WHAT TO WORK ON
#1 Answer these questions from the announcement.
(a) In what month and year was the Company formed?
(b) How many non-voting Trellus A Shares did EKF distribute to its shareholders?
(c) Where will a copy of the Admission Document be made available after publication?
#2 Reproduce word for word the part of the announcement starting with "Prospective investors should" and going on through "full or complete.".

EXCERPTED PASSAGE
__________________________________________________

The TrellusElevate™ platform is the Company's proprietary connected health platform that incorporates the GRITT™ methodology and learnings on resilience from clinical research and practice conducted at the Mount Sinai IBD Center for more than five years. The GRITT™ methodology and resilience-driven multidisciplinary care model have been scientifically validated to demonstrate meaningful improvements in patient outcomes and over 85 per cent. reduction in unplanned healthcare utilisation (emergency department visits and hospitalisations) which the directors of the Company believe indicates the potential for significant cost savings for healthcare payers.
The Company was formed in July 2020 as a UK incorporated company, with the exclusive license for commercialisation of the GRITT™ methodology for IBD and seven broad disease categories granted by the Icahn School of Medicine at Mount Sinai ("ISMMS"). On 20 August 2020, EKF Diagnostics Holdings plc ("EKF") announced that it had led, in partnership with ISMMS, a $5 million strategic investment into the Company. On 18 December 2020, EKF distributed its investment in the Company to EKF shareholders on its register at that time, by way of a dividend in specie of its entire holding of 27,999,999 non-voting Trellus A Shares. Transfer of these shares took place on 18 December 2020 to Broadway Nominees Limited to be held on trust for the underlying EKF shareholders. On Admission, all A Shares will convert to Ordinary Shares.
This announcement is an advertisement for the purposes of the Prospectus Regulation Rules of the UK Financial Conduct Authority ("FCA") and is not a prospectus nor an admission document. This announcement is not and does not constitute, or form part of, and should not be construed as, an offer or invitation to sell, allot or issue or any solicitation of any offer to purchase or subscribe for, any securities of the Company in any jurisdiction, nor shall it (or any part of it) or the fact of its distribution form the basis of, or be relied upon in connection with, or act as any inducement to enter into, any contract or commitment for securities in the Company in any jurisdiction, including in or into the United States, Canada, Australia, the Republic of South Africa or Japan or their respective territories or possessions. This announcement does not constitute a recommendation regarding any securities.
Prospective investors should not subscribe for or purchase any securities referred to in this announcement except in compliance with applicable securities laws and regulation and on the basis of the information in the Pathfinder, the P-Proof of the admission document and the final admission document ("Admission Document") to be published by the Company, and any supplement thereto, in connection with the Fundraising and Admission. Following publication, a copy of the Admission Document will be made available on the Company's website. The information in this announcement is for background purposes only and does not purport to be full or complete.

__________________________________________________

AVAILABLE DATA
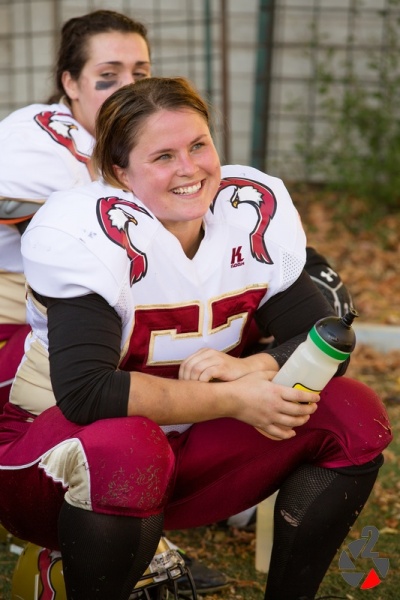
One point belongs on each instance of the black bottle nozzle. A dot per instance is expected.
(349, 317)
(337, 331)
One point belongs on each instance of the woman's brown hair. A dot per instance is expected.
(123, 116)
(75, 34)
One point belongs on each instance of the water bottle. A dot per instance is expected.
(315, 361)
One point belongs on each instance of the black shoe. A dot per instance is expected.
(206, 580)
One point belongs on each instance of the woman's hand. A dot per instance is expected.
(274, 410)
(207, 365)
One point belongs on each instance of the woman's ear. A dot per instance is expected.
(70, 85)
(120, 174)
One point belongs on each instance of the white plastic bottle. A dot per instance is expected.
(315, 361)
(310, 367)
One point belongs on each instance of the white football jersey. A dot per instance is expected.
(101, 240)
(44, 149)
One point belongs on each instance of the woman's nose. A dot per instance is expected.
(186, 165)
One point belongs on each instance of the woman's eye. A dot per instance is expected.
(141, 75)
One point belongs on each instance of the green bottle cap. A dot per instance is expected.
(327, 348)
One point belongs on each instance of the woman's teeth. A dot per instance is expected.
(191, 189)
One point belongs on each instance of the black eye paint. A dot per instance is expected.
(104, 85)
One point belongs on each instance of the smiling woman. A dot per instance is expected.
(145, 287)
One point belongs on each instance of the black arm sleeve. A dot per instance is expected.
(84, 349)
(289, 315)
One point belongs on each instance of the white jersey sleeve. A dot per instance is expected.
(264, 206)
(43, 149)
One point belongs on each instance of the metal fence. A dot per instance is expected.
(255, 60)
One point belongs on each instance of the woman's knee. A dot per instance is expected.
(130, 464)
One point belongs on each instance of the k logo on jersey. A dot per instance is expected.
(59, 129)
(115, 216)
(264, 202)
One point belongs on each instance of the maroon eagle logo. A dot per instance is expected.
(115, 216)
(60, 131)
(264, 202)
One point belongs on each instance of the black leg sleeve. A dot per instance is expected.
(314, 512)
(105, 555)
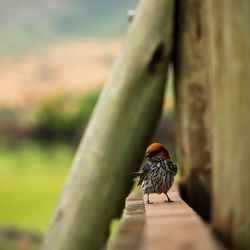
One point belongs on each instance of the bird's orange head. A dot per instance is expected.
(157, 150)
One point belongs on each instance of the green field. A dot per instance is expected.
(31, 179)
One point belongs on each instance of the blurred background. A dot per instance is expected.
(55, 57)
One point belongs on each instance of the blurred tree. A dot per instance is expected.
(230, 61)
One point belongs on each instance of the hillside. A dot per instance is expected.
(68, 67)
(29, 24)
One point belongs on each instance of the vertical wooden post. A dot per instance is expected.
(192, 88)
(230, 59)
(115, 140)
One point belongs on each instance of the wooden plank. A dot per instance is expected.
(165, 226)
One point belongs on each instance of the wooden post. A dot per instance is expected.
(192, 88)
(118, 132)
(230, 59)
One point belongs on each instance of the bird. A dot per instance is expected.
(158, 173)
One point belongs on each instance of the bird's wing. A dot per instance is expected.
(145, 171)
(172, 166)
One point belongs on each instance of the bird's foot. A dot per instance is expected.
(169, 201)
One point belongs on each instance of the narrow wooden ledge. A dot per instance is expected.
(161, 225)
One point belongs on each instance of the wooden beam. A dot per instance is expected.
(118, 132)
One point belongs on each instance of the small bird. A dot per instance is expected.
(158, 173)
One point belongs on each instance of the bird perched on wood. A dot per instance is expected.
(158, 173)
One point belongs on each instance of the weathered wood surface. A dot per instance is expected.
(230, 61)
(132, 224)
(118, 132)
(169, 226)
(193, 111)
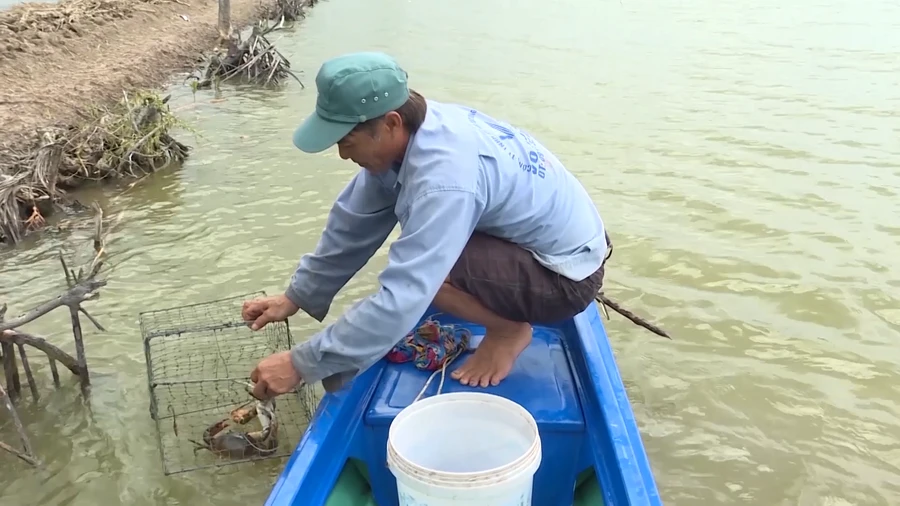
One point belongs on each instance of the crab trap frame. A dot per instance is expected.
(199, 358)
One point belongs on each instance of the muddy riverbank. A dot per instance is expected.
(60, 59)
(62, 66)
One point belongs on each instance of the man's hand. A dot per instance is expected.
(267, 309)
(274, 375)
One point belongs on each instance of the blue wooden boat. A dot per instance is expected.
(567, 379)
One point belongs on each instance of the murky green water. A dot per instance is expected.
(744, 154)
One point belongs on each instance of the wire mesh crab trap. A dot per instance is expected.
(199, 358)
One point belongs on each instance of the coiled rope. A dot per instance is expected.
(431, 347)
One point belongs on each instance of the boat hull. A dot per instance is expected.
(567, 378)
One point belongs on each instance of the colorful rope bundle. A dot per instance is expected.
(431, 345)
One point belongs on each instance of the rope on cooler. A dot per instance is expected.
(432, 347)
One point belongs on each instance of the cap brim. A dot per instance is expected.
(317, 134)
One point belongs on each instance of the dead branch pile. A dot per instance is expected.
(254, 60)
(82, 286)
(128, 140)
(287, 11)
(65, 15)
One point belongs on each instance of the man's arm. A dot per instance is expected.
(439, 226)
(358, 224)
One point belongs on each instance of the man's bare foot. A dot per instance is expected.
(494, 357)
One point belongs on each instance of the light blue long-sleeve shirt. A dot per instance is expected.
(463, 171)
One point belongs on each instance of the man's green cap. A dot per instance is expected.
(352, 88)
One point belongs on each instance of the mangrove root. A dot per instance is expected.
(82, 287)
(253, 60)
(130, 139)
(25, 453)
(605, 302)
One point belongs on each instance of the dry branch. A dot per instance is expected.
(128, 140)
(252, 60)
(287, 10)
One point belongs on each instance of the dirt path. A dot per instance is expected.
(49, 73)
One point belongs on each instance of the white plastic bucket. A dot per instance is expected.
(464, 449)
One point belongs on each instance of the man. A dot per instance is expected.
(494, 230)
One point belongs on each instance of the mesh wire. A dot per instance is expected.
(199, 359)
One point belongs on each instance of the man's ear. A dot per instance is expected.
(393, 121)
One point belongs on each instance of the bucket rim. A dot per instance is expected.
(530, 457)
(530, 461)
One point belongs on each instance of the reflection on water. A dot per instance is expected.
(745, 157)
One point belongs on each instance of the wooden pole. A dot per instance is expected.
(224, 19)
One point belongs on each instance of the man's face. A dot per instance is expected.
(374, 147)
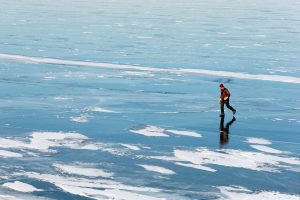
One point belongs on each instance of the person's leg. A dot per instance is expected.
(222, 124)
(222, 108)
(229, 106)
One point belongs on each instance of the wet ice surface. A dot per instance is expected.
(148, 128)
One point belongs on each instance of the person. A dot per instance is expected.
(224, 131)
(224, 99)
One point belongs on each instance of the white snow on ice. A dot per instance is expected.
(9, 154)
(132, 147)
(97, 109)
(97, 188)
(257, 161)
(258, 141)
(20, 186)
(151, 131)
(266, 149)
(158, 169)
(84, 171)
(241, 193)
(80, 119)
(185, 133)
(41, 60)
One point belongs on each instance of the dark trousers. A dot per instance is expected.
(226, 102)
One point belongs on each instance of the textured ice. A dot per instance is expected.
(241, 193)
(266, 149)
(9, 154)
(151, 131)
(81, 170)
(185, 133)
(266, 77)
(20, 186)
(258, 141)
(158, 169)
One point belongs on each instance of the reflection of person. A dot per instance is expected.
(224, 99)
(224, 131)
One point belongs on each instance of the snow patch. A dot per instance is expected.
(83, 171)
(158, 169)
(97, 109)
(20, 186)
(97, 188)
(9, 154)
(266, 149)
(185, 133)
(258, 141)
(241, 193)
(41, 60)
(235, 158)
(132, 147)
(80, 119)
(151, 131)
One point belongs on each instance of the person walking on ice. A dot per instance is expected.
(224, 99)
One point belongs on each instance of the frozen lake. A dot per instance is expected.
(119, 99)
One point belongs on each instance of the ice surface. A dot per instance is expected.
(265, 77)
(20, 186)
(119, 99)
(158, 169)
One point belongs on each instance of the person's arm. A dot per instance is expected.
(226, 94)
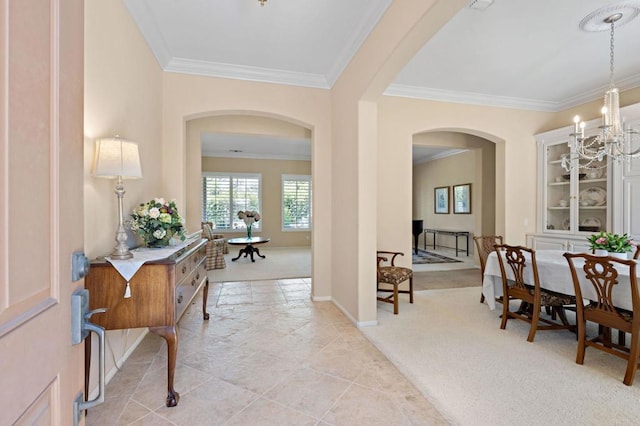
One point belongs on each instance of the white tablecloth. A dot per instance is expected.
(128, 268)
(554, 275)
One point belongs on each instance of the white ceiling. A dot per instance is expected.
(516, 53)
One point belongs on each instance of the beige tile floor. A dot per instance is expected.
(267, 356)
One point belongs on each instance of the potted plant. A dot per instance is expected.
(607, 243)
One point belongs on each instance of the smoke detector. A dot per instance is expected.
(480, 4)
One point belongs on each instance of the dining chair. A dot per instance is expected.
(389, 273)
(602, 274)
(484, 246)
(515, 286)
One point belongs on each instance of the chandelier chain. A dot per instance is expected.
(611, 54)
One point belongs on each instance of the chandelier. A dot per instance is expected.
(614, 139)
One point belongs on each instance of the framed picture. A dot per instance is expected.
(462, 199)
(441, 200)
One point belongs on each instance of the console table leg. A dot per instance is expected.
(171, 336)
(205, 296)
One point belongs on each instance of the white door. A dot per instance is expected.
(41, 217)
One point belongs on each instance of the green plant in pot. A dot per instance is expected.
(610, 242)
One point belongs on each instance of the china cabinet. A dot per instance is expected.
(587, 198)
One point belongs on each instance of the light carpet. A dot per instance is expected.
(451, 347)
(424, 256)
(280, 262)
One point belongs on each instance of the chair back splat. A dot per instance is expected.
(597, 279)
(484, 246)
(390, 274)
(520, 281)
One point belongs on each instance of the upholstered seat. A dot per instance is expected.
(389, 273)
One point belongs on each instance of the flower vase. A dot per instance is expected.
(157, 244)
(622, 256)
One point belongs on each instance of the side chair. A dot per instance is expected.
(601, 274)
(484, 245)
(518, 260)
(389, 273)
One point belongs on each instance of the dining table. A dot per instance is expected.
(554, 275)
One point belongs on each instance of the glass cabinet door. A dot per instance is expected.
(558, 189)
(577, 200)
(592, 197)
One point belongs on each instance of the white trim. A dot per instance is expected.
(242, 72)
(296, 178)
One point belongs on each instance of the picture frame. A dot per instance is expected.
(462, 199)
(441, 200)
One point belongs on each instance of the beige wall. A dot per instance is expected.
(123, 95)
(271, 172)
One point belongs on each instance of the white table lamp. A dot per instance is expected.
(117, 158)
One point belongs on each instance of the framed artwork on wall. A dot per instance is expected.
(441, 200)
(462, 199)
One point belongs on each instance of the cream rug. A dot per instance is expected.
(451, 347)
(280, 262)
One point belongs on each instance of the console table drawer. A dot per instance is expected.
(186, 290)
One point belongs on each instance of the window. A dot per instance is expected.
(225, 194)
(296, 202)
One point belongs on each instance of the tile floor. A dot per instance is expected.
(267, 356)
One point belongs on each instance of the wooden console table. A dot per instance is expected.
(456, 234)
(159, 293)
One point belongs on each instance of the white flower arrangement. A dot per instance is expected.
(249, 217)
(157, 222)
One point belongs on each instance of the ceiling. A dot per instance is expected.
(515, 53)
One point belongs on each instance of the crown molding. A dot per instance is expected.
(143, 17)
(244, 155)
(242, 72)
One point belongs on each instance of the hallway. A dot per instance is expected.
(267, 356)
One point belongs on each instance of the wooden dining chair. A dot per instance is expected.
(532, 296)
(389, 273)
(484, 246)
(601, 273)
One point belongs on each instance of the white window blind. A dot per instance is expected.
(296, 202)
(224, 194)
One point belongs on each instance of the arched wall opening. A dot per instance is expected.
(259, 126)
(471, 160)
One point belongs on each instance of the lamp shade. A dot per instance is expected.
(116, 157)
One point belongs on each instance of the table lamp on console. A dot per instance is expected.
(116, 158)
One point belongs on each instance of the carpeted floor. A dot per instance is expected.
(424, 256)
(451, 347)
(279, 262)
(432, 280)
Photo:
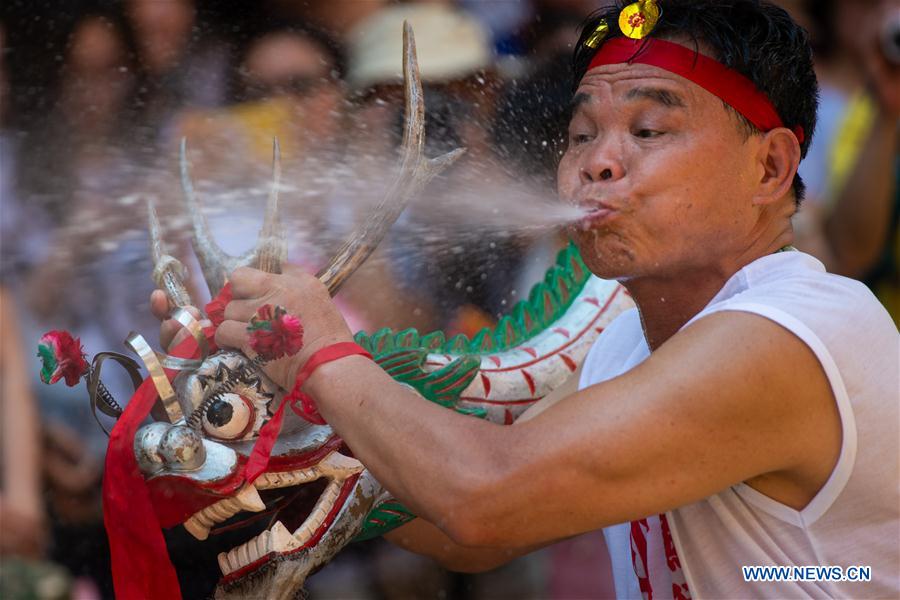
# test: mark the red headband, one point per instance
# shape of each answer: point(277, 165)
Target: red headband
point(730, 86)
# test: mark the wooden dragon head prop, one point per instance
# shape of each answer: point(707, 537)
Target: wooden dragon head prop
point(314, 496)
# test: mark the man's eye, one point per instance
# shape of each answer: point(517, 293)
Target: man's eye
point(647, 133)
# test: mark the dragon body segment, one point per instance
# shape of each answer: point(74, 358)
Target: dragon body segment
point(314, 494)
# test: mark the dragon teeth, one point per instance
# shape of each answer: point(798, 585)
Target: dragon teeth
point(277, 539)
point(323, 506)
point(338, 466)
point(281, 539)
point(197, 528)
point(287, 478)
point(248, 499)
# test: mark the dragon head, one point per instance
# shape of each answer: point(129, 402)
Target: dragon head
point(313, 497)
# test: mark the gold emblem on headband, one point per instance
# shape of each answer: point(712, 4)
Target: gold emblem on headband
point(598, 36)
point(637, 20)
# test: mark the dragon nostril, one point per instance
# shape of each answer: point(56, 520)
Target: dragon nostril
point(146, 447)
point(182, 449)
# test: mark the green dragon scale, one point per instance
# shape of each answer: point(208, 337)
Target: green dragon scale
point(192, 457)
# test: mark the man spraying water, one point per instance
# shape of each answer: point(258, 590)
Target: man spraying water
point(745, 413)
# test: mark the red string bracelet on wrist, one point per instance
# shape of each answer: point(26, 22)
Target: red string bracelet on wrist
point(259, 456)
point(308, 409)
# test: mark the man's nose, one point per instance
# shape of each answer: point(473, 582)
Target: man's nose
point(603, 163)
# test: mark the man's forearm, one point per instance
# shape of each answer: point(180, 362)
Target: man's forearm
point(431, 458)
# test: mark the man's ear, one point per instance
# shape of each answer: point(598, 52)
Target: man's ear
point(778, 158)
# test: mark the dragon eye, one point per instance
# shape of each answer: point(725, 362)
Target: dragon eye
point(228, 417)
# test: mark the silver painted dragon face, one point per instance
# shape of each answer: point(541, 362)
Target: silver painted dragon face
point(313, 494)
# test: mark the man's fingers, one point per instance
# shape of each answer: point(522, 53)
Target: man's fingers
point(233, 334)
point(168, 331)
point(246, 282)
point(242, 310)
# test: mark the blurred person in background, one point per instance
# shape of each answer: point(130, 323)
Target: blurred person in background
point(336, 18)
point(286, 83)
point(456, 63)
point(179, 65)
point(850, 219)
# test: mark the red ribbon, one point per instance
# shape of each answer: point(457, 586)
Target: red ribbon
point(262, 450)
point(730, 86)
point(140, 561)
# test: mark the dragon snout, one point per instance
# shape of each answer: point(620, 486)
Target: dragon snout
point(159, 446)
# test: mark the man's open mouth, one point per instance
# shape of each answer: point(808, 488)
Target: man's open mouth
point(300, 506)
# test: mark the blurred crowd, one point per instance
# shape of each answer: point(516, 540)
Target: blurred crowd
point(95, 97)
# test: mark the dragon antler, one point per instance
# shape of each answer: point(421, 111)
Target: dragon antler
point(415, 172)
point(270, 251)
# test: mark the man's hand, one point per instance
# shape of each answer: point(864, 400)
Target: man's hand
point(300, 294)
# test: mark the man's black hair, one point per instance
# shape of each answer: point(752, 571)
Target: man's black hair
point(753, 37)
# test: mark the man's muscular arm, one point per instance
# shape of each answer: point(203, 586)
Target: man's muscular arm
point(731, 398)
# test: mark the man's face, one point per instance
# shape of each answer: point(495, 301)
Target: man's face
point(663, 168)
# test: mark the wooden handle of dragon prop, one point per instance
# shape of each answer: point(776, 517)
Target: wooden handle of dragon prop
point(168, 272)
point(415, 172)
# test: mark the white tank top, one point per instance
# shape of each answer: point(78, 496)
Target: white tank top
point(854, 520)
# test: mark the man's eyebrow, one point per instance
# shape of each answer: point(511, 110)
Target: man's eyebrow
point(664, 97)
point(577, 100)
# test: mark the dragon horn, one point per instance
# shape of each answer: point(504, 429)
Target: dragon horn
point(214, 262)
point(271, 248)
point(168, 272)
point(415, 172)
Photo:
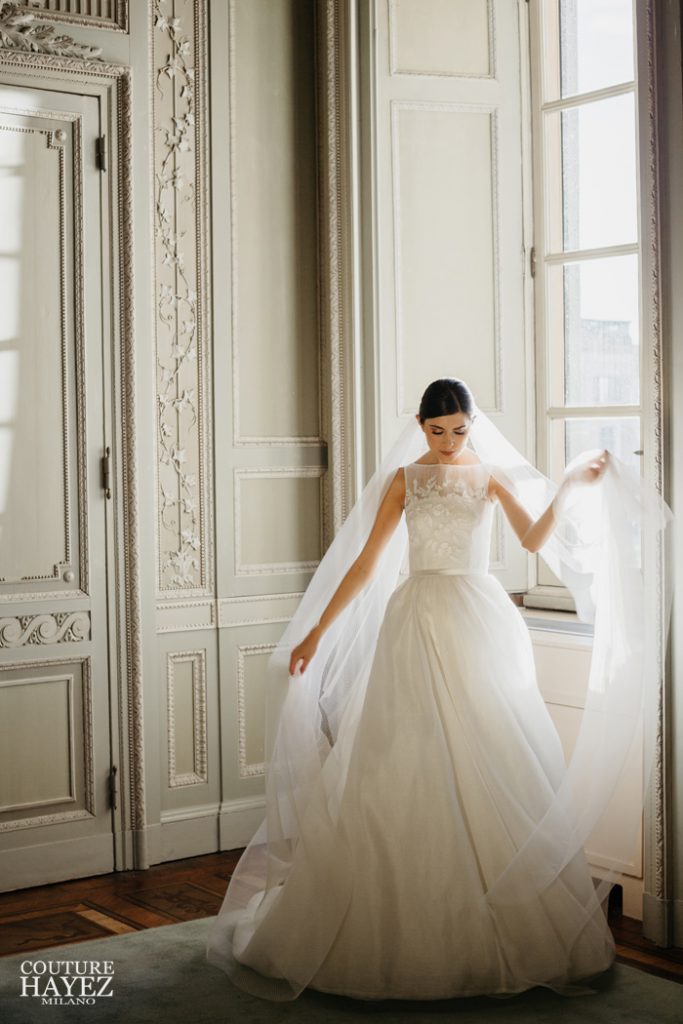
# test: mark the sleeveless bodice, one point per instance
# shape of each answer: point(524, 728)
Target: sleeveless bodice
point(449, 518)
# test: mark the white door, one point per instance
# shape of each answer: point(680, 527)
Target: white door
point(55, 806)
point(441, 87)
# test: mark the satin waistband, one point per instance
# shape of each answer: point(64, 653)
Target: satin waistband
point(472, 571)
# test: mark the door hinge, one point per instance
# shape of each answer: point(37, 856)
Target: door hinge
point(107, 471)
point(100, 153)
point(114, 787)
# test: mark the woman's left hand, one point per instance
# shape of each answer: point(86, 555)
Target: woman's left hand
point(592, 471)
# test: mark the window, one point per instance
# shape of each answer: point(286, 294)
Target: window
point(587, 239)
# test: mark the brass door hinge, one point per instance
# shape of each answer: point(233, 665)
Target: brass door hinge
point(107, 471)
point(114, 787)
point(100, 153)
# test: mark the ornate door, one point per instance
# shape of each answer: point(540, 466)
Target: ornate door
point(55, 755)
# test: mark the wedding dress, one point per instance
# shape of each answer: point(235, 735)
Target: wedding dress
point(423, 836)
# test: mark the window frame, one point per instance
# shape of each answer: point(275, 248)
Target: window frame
point(541, 593)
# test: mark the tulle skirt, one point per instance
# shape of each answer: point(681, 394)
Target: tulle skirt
point(454, 759)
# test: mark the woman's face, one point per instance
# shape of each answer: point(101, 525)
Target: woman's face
point(446, 435)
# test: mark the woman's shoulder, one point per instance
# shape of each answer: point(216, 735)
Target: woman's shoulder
point(471, 462)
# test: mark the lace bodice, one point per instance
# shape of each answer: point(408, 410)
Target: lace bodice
point(449, 517)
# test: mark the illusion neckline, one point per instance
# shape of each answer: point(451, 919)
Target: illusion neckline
point(447, 465)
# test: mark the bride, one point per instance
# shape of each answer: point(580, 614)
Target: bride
point(424, 836)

__________________________________________________

SOLUTIONS BY TASK
#1
(a) July 2020
(b) 27,999,999
(c) On the Company's website

#2
Prospective investors should not subscribe for or purchase any securities referred to in this announcement except in compliance with applicable securities laws and regulation and on the basis of the information in the Pathfinder, the P-Proof of the admission document and the final admission document ("Admission Document") to be published by the Company, and any supplement thereto, in connection with the Fundraising and Admission. Following publication, a copy of the Admission Document will be made available on the Company's website. The information in this announcement is for background purposes only and does not purport to be full or complete.